[Data for processing]
═══

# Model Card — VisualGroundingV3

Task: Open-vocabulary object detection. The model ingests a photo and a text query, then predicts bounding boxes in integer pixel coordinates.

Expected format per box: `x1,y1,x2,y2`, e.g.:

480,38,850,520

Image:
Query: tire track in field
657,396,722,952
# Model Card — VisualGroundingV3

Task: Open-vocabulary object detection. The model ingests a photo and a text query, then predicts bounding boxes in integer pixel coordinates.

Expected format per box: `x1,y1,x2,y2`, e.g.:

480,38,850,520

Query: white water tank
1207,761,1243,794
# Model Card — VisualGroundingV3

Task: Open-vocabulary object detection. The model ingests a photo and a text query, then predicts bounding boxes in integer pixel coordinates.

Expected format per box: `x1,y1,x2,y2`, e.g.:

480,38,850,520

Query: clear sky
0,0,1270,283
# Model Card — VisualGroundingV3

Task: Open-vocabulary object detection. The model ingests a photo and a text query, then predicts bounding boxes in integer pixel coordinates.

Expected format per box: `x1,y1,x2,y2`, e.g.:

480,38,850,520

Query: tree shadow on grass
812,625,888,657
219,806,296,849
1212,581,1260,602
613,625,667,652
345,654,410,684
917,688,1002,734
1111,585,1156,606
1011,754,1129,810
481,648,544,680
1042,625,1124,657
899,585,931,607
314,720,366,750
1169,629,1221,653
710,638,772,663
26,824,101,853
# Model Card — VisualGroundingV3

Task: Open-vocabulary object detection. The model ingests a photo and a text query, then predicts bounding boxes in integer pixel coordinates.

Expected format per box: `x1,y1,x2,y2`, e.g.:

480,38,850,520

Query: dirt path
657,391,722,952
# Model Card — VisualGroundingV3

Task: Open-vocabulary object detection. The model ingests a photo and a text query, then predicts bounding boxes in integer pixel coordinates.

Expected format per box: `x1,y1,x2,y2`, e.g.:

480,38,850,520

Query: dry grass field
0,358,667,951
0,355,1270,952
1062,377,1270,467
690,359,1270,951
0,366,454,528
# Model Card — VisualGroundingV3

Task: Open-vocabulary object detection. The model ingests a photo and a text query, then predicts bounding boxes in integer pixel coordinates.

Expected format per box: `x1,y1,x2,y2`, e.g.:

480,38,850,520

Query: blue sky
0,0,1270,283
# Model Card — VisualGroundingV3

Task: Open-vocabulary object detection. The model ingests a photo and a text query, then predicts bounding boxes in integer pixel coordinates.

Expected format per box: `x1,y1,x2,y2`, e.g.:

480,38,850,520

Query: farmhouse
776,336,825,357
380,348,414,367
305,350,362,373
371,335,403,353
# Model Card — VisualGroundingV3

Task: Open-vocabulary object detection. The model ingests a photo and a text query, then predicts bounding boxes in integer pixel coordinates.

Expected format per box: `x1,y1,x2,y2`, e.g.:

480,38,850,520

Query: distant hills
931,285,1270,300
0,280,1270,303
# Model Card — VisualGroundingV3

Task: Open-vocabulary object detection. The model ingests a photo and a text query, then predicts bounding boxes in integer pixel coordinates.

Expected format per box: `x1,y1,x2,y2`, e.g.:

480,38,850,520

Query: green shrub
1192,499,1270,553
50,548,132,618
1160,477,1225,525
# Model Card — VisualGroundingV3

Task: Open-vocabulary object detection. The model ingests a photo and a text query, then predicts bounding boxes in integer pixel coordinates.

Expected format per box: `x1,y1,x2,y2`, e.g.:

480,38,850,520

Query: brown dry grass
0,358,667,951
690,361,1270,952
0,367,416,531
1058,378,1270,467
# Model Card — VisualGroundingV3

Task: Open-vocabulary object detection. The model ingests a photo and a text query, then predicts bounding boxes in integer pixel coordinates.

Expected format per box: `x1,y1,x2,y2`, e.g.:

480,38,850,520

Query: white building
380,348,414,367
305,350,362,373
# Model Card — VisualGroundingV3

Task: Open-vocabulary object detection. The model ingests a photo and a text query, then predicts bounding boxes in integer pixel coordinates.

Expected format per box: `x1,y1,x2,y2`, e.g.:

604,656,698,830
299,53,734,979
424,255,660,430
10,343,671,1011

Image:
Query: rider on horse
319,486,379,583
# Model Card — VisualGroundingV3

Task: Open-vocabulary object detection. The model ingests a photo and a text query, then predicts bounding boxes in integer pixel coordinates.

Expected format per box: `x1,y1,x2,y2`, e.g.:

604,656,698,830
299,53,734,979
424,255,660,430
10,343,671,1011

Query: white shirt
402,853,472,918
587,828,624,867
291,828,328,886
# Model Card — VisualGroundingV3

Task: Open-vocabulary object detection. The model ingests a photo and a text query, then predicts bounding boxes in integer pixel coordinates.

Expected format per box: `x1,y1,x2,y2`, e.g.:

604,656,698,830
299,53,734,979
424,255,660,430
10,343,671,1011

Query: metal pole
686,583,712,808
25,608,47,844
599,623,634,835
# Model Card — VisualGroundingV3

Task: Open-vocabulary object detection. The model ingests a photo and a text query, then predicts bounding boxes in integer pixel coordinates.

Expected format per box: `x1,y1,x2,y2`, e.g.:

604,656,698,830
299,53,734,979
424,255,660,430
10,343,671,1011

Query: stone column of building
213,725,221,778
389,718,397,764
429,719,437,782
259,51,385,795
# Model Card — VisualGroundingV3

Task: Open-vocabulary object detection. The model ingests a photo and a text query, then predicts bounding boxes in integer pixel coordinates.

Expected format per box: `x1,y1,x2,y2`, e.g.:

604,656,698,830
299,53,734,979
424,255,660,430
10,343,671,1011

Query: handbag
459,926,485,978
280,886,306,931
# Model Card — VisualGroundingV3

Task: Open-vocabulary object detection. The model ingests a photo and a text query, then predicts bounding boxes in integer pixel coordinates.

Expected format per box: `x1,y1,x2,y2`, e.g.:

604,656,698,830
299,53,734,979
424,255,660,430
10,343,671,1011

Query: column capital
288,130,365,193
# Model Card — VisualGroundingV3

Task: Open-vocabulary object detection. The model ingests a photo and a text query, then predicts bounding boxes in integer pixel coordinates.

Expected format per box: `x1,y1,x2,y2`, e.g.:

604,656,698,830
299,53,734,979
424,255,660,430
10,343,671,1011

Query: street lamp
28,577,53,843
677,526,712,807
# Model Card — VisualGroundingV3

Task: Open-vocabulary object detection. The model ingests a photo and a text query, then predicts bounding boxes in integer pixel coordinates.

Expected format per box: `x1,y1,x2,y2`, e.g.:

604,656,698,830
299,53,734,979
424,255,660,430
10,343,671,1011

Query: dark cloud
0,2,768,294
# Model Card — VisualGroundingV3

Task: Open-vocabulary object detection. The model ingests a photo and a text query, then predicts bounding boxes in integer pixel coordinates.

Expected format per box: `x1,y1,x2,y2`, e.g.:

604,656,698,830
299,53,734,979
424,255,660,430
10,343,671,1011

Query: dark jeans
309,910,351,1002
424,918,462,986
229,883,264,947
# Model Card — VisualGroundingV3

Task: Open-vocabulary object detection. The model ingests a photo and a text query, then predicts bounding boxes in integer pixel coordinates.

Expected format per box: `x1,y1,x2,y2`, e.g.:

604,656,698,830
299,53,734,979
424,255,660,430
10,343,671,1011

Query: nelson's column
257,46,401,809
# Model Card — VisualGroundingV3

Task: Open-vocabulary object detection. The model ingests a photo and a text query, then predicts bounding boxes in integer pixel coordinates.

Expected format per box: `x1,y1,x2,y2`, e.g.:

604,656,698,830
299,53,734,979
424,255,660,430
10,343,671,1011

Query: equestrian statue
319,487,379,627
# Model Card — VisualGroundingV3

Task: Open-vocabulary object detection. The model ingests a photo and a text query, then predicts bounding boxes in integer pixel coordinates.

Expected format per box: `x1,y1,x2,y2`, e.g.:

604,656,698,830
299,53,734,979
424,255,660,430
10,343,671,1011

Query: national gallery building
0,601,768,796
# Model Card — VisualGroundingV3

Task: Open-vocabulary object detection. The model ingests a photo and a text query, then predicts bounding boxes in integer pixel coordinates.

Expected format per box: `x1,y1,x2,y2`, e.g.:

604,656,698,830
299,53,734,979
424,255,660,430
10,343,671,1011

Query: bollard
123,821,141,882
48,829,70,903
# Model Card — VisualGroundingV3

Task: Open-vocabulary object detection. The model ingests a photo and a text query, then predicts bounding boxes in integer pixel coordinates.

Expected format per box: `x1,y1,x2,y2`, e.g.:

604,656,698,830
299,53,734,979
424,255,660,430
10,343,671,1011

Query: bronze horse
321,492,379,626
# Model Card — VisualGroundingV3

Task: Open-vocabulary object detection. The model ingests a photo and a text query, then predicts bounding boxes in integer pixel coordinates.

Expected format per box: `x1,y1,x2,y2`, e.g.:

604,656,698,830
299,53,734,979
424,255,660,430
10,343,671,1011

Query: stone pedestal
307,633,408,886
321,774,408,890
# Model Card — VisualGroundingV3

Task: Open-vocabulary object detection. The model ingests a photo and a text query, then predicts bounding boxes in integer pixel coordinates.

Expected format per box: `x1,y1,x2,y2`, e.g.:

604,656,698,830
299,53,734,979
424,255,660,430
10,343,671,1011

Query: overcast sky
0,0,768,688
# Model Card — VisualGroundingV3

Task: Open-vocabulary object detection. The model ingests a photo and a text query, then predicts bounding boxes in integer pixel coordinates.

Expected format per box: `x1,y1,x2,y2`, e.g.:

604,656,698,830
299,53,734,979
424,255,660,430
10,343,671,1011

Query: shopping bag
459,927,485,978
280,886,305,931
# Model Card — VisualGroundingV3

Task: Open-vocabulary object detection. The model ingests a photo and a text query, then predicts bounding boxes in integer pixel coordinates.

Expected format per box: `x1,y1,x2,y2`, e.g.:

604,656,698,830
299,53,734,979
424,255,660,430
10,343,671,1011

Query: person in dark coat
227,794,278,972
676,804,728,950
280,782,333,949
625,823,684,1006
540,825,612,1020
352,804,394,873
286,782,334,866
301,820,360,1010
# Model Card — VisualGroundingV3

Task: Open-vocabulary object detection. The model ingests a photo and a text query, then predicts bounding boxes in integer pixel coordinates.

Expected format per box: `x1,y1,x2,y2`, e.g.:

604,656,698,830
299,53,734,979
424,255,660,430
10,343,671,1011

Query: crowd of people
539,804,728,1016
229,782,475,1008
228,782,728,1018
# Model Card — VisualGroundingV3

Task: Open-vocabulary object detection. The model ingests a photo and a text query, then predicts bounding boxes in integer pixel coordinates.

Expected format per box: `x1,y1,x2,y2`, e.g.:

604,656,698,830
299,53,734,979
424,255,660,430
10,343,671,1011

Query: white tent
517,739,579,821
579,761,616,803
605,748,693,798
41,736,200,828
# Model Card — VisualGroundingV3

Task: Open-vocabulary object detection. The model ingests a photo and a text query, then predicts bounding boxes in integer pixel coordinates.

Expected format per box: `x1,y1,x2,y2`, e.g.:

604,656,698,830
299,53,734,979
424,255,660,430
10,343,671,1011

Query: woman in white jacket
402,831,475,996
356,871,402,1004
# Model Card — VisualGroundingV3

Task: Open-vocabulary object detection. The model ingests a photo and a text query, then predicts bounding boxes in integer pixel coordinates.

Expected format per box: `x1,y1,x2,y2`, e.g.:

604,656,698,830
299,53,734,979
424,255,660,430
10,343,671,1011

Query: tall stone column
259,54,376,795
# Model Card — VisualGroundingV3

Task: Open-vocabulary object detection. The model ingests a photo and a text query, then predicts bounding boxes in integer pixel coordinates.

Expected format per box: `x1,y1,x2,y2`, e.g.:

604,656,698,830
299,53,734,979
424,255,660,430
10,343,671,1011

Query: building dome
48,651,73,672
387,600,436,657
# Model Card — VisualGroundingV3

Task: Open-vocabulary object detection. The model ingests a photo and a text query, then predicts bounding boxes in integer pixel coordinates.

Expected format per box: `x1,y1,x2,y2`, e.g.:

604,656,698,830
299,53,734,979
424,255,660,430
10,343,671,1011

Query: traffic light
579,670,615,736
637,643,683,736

═══

[Prompt] Reproduce the material word for word, from its first line through the line that contains "657,396,722,952".

[Answer to this problem]
# Model Card — VisualGroundingV3

Task: Open-vocabulary object detection. The model ingests a photo and a text query, then predicts bounding boxes in integer pixel coordinates.

Expected format per box: `x1,y1,x2,y2`, e.g.:

480,38,850,520

Image:
Query: tire track in field
657,396,722,952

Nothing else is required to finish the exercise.